━━ Working data

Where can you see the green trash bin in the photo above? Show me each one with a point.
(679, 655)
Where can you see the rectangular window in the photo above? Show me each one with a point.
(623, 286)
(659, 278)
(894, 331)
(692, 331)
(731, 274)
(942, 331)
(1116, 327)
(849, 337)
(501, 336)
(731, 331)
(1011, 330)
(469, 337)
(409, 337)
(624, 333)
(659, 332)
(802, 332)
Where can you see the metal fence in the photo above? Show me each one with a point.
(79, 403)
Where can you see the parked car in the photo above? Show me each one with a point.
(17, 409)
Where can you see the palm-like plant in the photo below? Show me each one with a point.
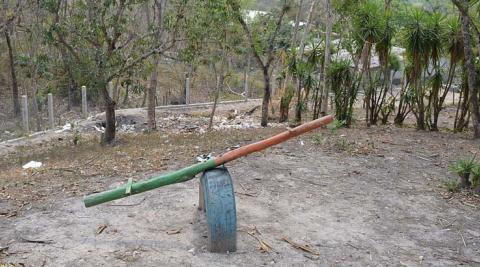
(424, 37)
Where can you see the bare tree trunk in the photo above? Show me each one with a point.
(307, 28)
(15, 99)
(151, 95)
(215, 102)
(326, 65)
(471, 74)
(266, 97)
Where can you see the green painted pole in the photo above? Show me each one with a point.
(189, 173)
(129, 189)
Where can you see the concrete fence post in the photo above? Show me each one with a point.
(187, 90)
(50, 111)
(25, 113)
(84, 102)
(245, 86)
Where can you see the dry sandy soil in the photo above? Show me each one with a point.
(354, 197)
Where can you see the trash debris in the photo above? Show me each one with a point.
(66, 127)
(32, 165)
(100, 128)
(100, 229)
(174, 231)
(204, 157)
(128, 128)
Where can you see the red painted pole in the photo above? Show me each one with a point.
(274, 140)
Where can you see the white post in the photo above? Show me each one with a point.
(25, 113)
(50, 111)
(187, 91)
(245, 86)
(110, 90)
(84, 102)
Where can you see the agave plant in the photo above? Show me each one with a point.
(463, 168)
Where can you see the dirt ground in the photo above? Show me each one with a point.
(353, 197)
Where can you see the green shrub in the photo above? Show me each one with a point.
(463, 168)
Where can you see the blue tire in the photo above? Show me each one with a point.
(217, 199)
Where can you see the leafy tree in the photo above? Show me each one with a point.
(263, 43)
(98, 30)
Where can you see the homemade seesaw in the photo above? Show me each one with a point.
(217, 197)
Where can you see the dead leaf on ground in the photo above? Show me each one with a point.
(100, 229)
(306, 248)
(264, 246)
(174, 231)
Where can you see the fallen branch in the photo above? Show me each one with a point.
(26, 240)
(305, 248)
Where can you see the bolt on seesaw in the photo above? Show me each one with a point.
(189, 173)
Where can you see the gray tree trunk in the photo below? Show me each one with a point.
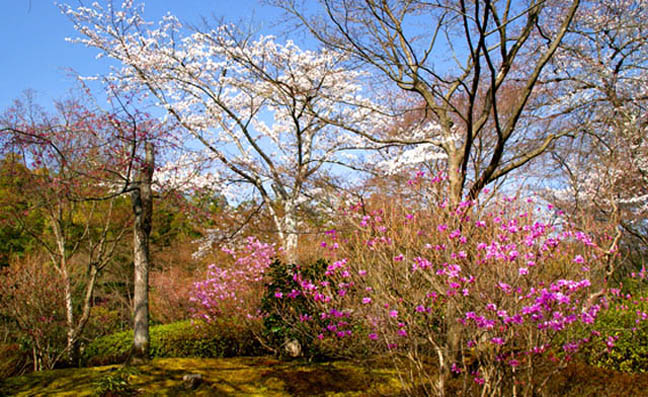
(142, 201)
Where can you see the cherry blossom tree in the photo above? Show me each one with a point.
(58, 162)
(269, 113)
(466, 61)
(603, 100)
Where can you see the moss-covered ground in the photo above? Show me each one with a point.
(267, 376)
(242, 376)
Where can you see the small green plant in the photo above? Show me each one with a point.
(116, 383)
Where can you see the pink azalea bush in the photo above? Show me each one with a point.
(234, 291)
(488, 290)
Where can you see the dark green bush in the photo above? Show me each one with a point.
(283, 316)
(182, 339)
(630, 351)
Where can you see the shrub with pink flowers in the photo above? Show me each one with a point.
(482, 290)
(234, 290)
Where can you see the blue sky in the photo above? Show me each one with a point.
(37, 57)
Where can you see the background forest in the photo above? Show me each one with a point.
(461, 186)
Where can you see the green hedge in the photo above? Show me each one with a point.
(181, 339)
(630, 351)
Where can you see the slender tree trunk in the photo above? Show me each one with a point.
(142, 201)
(69, 318)
(291, 237)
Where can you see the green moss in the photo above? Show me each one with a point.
(242, 376)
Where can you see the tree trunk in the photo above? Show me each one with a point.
(142, 201)
(290, 231)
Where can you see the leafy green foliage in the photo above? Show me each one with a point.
(180, 339)
(116, 383)
(630, 351)
(284, 313)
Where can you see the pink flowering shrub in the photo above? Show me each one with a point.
(483, 289)
(234, 291)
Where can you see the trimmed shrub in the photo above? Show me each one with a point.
(180, 339)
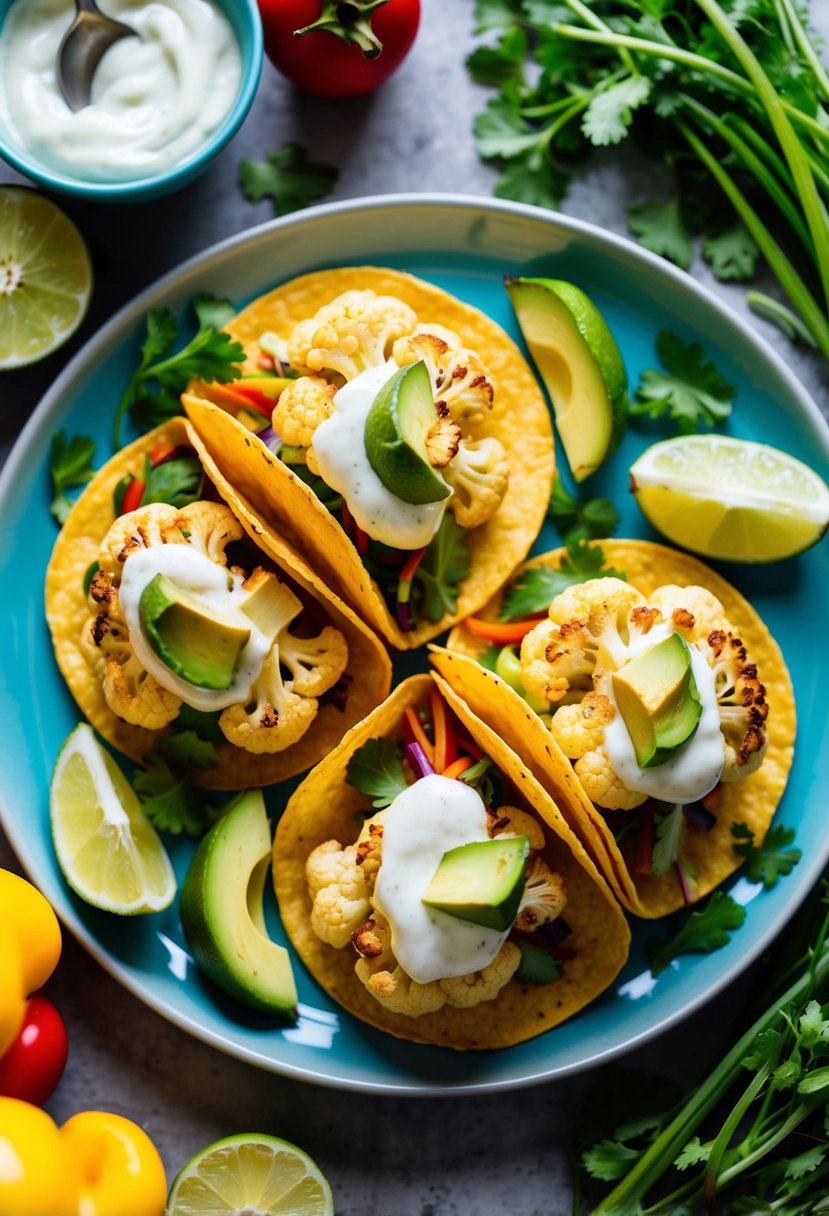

━━━━

## Your objective
Transcribe the records above exactly, leaving out every picture.

## Solution
Where can you see the green trash bin in the photo above? Show me each one with a point.
(679, 655)
Where can you see the rectangular window in the photo above? Show me each one with a point.
(623, 286)
(659, 278)
(894, 331)
(692, 331)
(731, 274)
(942, 331)
(1116, 327)
(849, 337)
(501, 336)
(731, 331)
(1011, 330)
(469, 337)
(409, 337)
(624, 333)
(659, 332)
(802, 332)
Where can you see the metal fence in the photo above? Show me each one with a point.
(79, 403)
Where can you see the parked car in the photo above? Show me each one with a point.
(17, 409)
Where can you see the palm-like plant in the photo below? Show me each one with a point.
(424, 37)
Where can you see the bare tree trunk in the photo above? Show me each one with a point.
(307, 28)
(15, 99)
(151, 95)
(215, 102)
(326, 65)
(471, 74)
(266, 97)
Where can you see the green painted pole in the photo above? Show me each one with a point.
(189, 173)
(129, 189)
Where can you see the concrete fence post in the photo above? Show me each one with a point.
(187, 90)
(50, 111)
(25, 113)
(84, 102)
(245, 86)
Where can you see the dry sandy soil in the photo above? Show me each one with a point.
(354, 197)
Where can you see the trash debris in the photo above? Show me each one with a point.
(66, 127)
(32, 165)
(100, 128)
(100, 229)
(174, 231)
(204, 157)
(128, 128)
Where can you see the red painted pole in the photo above? Show me each one with a point.
(274, 140)
Where can you see the white post in the photo above? Show me each one with a point.
(25, 113)
(50, 111)
(187, 91)
(245, 86)
(110, 90)
(84, 102)
Where can you see the agave plant in the photo above? Show me each one with a point.
(463, 168)
Where can you see the dirt ground in the photo above? Show me each one with a point.
(353, 197)
Where can you see the green shrub in the photo above? Show me each one with a point.
(463, 168)
Where can you see the blue tire in the photo above? Show me each one with a point.
(217, 199)
Where can you see the leafy tree in the photo above? Show me each one with a point.
(263, 43)
(98, 30)
Where can you see the homemade seesaw in the photo above? Show me each one with a point.
(217, 197)
Where can you see the dead leaf on ground in the photo above? Show me each one with a point.
(100, 229)
(306, 248)
(264, 246)
(174, 231)
Where can you see the fallen branch in the photo above? Show me each one with a point.
(26, 240)
(305, 248)
Where can you see the bolt on seesaw in the photo above? Show me each one with a point.
(189, 173)
Where can you see the gray tree trunk in the photo below? Show me each one with a point.
(142, 201)
Where can you see the cherry blossom tree in the photo above? Show me each one with a point.
(58, 162)
(269, 113)
(466, 61)
(603, 100)
Where can you see the moss-covered ground in the photo above? Show me each one with a point.
(267, 376)
(242, 376)
Where can you see the small green plant in the photo above? Show me each one with a point.
(116, 383)
Where can you see the pink azalea bush in the photo above? Show me each one with a point.
(234, 291)
(488, 290)
Where can you see the dark green bush in the photo above? Show me each one with a point.
(283, 316)
(182, 339)
(630, 351)
Where can you see the shrub with pink flowers in the photo above? Show me each one with a point.
(482, 290)
(234, 290)
Where can you see the blue sky in the photo above? Show me each one with a point.
(37, 57)
Where can you see the background forest in the photo above? Show me each one with a point.
(461, 186)
Where can you see the green hedge in the photo above? Show me each one with a point.
(181, 339)
(630, 351)
Where can you see the slender tree trunk in the photo above? Show me each one with a point.
(142, 201)
(69, 318)
(291, 237)
Where can you see the green moss in the photo above? Show me each one with a point.
(242, 376)
Where can you see the tree trunk in the photo above? Show me each one with a point.
(142, 201)
(290, 231)
Where can you see the leafy green foliage in the photo above? Show me each one with a point.
(180, 339)
(116, 383)
(630, 351)
(284, 313)
Where can you see the pink flowering shrub in the photo above? Show me each one with a point.
(483, 289)
(234, 291)
Where can you see the trimmed shrub in the photo above? Show me each one with a point.
(180, 339)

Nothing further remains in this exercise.